** RECORD SET follows **

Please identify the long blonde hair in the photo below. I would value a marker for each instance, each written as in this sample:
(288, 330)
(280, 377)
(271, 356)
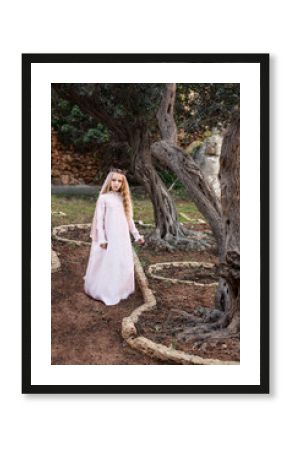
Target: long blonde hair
(124, 191)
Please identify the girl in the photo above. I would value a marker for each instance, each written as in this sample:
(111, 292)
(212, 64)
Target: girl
(110, 270)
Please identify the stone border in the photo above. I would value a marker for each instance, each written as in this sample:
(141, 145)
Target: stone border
(128, 329)
(159, 266)
(151, 348)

** End of RECORD SET **

— ACTIVITY —
Transcribe all of the records above exactly; no image should appear in what you write.

— RESPONSE TO THE TASK —
Please identify the long blonde hair in the photo below. I would value a marker for each instance, each written as in this sample:
(288, 330)
(280, 377)
(271, 356)
Target: long blonde hair
(124, 191)
Please identify the girl in the photo above. I would value a marker for each instance, each written as in this sample:
(111, 292)
(212, 64)
Target: girl
(110, 270)
Please identify the stone border in the photo above. I would value a marker for each instance, each written as in this sample:
(141, 145)
Target: stone border
(128, 329)
(159, 266)
(151, 348)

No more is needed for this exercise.